Text -
* Begin *
BFS vs DFS [adj. matrix]

* USE DEQUE instead of queue 

# BFS vs DFS [adj matrix] # https://sexy-developer.tistory.com/54
#1. BFS -------------------------------------------------------------------------------------
def bfs(graph, start):
    visited = [False] * len(graph)
    answer = []
    queue = [start]
    visited[start] = True
    while queue:
        node = queue.pop(0)
        answer.append(node)
        for i in range(len(graph[node])):
            if graph[node][i] == 1 and not visited[i] and node != i:
                queue.append(i)
                visited[i] = True
        return answer

graph = [[1, 1, 1, 1, 0, 0],
         [1, 1, 0, 0, 0, 0],
         [1, 0, 1, 0, 0, 1],
         [1, 0, 0, 1, 1, 0],
         [0, 0, 0, 1, 1, 0],
         [0, 0, 1, 0, 0, 1]]
start = 0
#print("bfs 결과: ", bfs(graph, start))
* End *
Supplied data -
* Begin *
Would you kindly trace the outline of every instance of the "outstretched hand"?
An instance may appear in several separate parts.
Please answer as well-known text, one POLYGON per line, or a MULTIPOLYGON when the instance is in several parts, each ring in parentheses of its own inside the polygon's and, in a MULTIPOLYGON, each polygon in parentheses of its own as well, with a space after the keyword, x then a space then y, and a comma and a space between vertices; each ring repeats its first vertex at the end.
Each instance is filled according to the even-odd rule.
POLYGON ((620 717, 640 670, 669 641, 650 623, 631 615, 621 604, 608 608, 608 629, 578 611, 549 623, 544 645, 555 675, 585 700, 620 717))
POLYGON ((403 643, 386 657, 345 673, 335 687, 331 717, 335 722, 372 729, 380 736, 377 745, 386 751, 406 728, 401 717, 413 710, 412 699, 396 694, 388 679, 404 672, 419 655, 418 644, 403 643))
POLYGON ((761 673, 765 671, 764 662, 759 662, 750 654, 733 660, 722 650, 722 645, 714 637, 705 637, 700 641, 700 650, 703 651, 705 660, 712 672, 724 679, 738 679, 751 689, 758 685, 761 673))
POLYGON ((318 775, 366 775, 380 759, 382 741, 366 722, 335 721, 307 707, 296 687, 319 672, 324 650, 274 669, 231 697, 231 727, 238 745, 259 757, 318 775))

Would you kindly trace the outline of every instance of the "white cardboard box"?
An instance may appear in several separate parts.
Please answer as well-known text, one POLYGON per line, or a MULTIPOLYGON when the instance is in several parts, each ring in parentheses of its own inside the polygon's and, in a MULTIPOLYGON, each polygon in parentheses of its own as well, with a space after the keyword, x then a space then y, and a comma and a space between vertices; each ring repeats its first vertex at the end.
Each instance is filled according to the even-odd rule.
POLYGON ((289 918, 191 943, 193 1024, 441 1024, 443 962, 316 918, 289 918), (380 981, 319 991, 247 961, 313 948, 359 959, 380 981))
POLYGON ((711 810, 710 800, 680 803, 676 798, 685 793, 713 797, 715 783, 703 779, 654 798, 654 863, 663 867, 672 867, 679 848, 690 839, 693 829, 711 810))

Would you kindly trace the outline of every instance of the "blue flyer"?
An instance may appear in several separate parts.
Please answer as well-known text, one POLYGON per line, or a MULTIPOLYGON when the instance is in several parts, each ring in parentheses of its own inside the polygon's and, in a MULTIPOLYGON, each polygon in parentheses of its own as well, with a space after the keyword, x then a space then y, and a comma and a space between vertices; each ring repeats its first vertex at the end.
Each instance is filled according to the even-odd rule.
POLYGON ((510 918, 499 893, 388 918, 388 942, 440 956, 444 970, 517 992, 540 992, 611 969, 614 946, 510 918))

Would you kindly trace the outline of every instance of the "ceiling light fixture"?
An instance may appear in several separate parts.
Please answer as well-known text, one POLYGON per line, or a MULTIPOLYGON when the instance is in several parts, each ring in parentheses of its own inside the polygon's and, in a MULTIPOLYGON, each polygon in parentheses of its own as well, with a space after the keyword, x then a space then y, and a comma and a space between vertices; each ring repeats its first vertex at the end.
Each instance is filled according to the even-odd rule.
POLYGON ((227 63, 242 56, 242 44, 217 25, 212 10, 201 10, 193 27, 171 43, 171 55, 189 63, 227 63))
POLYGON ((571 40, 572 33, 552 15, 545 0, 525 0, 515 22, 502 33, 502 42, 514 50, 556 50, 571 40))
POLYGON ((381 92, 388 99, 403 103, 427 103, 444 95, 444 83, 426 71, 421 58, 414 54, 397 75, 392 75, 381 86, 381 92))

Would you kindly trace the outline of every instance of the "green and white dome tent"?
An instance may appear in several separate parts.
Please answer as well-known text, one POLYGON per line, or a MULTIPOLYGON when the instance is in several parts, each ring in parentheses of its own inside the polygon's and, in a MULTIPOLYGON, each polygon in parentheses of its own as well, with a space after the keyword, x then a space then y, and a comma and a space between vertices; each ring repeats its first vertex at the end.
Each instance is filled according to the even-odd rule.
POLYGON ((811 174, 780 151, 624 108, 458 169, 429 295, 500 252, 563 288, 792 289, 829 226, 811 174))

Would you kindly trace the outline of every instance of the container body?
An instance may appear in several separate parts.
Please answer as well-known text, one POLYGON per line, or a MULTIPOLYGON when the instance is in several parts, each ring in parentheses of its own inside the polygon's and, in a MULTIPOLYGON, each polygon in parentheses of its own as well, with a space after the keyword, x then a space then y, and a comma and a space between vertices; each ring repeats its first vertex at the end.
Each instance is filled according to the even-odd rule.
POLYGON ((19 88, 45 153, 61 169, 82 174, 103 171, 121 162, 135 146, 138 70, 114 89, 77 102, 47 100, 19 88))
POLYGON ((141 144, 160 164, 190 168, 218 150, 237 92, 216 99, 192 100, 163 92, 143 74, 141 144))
* End *
Given exercise -
Copy out the passage of the BFS vs DFS text between "# BFS vs DFS" and "queue.append(i)", inclusive.

Result below -
# BFS vs DFS [adj matrix] # https://sexy-developer.tistory.com/54
#1. BFS -------------------------------------------------------------------------------------
def bfs(graph, start):
    visited = [False] * len(graph)
    answer = []
    queue = [start]
    visited[start] = True
    while queue:
        node = queue.pop(0)
        answer.append(node)
        for i in range(len(graph[node])):
            if graph[node][i] == 1 and not visited[i] and node != i:
                queue.append(i)